::: Texte :::

Colloque international
Boulogne 1550
Boulogne-sur-Mer, 23-25 novembre 2023
Cercle d’Études en Pays Boulonnais
Université Littoral Côte d’Opale, UR HLLI
Organisateurs : Isabelle Clauzel-Delannoy, Jean Devaux
Le 25 avril 1550, jour de la Saint-Marc, le roi Henri II de France fait son entrée solennelle dans la cité de Boulogne-sur-Mer rachetée aux Anglais après six ans d’occupation. L’événement, salué par la littérature et la musique, marque le passage de la ville à l’ère moderne : nouvelle charte de commune, rénovation du coutumier boulonnais, création d’un présidial, ouverture de nouveaux documents comptables et de registres paroissiaux, transformations urbaines et architecturales. Organisée conjointement par l’Université Littoral Côte d’Opale et le Cercle d’Études en Pays Boulonnais avec le soutien de la municipalité, la présente manifestation scientifique visera à éclairer d’un jour nouveau cette étape décisive de l’histoire du Boulonnais et à la situer plus largement dans son contexte politique régional, national et international. Le champ d’investigation comprendra la sénéchaussée de Boulogne ainsi que ses champs relationnels, et s’étendra de 1532 à 1568. Le colloque, ouvert à un large public, permettra en outre de mettre en valeur le riche fonds de manuscrits et d’incunables de la Bibliothèque des Annonciades de même que les documents archivistiques et les objets archéologiques conservés depuis cinq siècles par la ville de Boulogne.

::: Données enregistrées :::

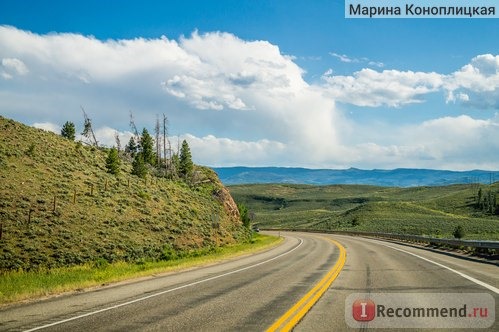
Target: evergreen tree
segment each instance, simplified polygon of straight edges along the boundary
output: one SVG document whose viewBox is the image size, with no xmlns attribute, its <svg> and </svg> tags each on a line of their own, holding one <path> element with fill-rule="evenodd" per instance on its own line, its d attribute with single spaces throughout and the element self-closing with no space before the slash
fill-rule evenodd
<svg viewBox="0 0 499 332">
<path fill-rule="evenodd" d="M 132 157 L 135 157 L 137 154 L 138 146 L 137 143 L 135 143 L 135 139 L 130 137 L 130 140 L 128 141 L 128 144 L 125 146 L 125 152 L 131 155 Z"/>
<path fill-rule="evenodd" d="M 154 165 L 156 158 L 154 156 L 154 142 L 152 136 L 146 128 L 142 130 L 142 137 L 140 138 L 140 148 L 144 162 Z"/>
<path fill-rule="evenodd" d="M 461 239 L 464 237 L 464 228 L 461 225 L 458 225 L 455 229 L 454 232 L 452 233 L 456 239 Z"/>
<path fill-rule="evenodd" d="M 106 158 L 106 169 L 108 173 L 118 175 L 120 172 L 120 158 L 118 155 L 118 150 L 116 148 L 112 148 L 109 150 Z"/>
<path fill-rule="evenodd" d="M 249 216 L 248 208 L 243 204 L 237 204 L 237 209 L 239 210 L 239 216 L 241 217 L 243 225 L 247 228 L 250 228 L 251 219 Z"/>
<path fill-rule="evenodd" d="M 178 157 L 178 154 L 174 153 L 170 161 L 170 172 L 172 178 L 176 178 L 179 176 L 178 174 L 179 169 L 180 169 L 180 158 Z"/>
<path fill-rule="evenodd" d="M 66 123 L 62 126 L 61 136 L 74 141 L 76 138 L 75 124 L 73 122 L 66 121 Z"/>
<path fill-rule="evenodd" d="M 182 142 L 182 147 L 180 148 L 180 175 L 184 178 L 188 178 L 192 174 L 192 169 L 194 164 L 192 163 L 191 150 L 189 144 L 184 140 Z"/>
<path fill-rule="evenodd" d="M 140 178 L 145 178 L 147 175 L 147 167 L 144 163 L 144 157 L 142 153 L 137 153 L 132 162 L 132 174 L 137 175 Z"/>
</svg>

:::

__Consigne 1__
D'après le texte sur le colloque Boulogne 1550, à quelle date Henri II fait-il son entrée solennelle dans Boulogne-sur-Mer ?
__Consigne 2__
Traduisez en anglais la phrase suivante, tirée du texte sur le colloque Boulogne 1550 : « Le champ d’investigation comprendra la sénéchaussée de Boulogne ainsi que ses champs relationnels, et s’étendra de 1532 à 1568. »
__Consigne 3__
Poursuivez le texte sur le colloque Boulogne 1550 à partir de sa dernière phrase.

__Réponse 1__
Le 25 avril 1550, jour de la Saint-Marc.

__Réponse 2__
The field of investigation will include the seneschalsy of Boulogne as well as its related spheres, and will extend from 1532 to 1568.

__Réponse 3__
Axes de recherche
1) La prise de Boulogne et l’occupation anglaise (1544-1550)
L’on examinera ainsi les circonstances militaires et humaines ayant permis la conquête de cette cité portuaire réputée imprenable, décrite dans l’une des missives de Maximilien d’Autriche comme une « ville merveilleusement forte de murailles et de fossés couverts ».
Après avoir rappelé l’épisode tragique de la reddition de Boulogne, les six années d’occupation anglaise constitueront une part de l’étude qu’il conviendra de mener à la lumière d’une documentation lacunaire et peu exploitée jusqu’à ce jour. Nous nous interrogerons sur les projets du roi d’Angleterre Henri VIII quant au sort de Boulogne et sur leur réalisation. L’on s’intéressera en outre aux modifications de la vie quotidienne imposées par les officiers anglais et aux relations de l’occupant avec la population urbaine, de même qu’à l’implication des villages des alentours.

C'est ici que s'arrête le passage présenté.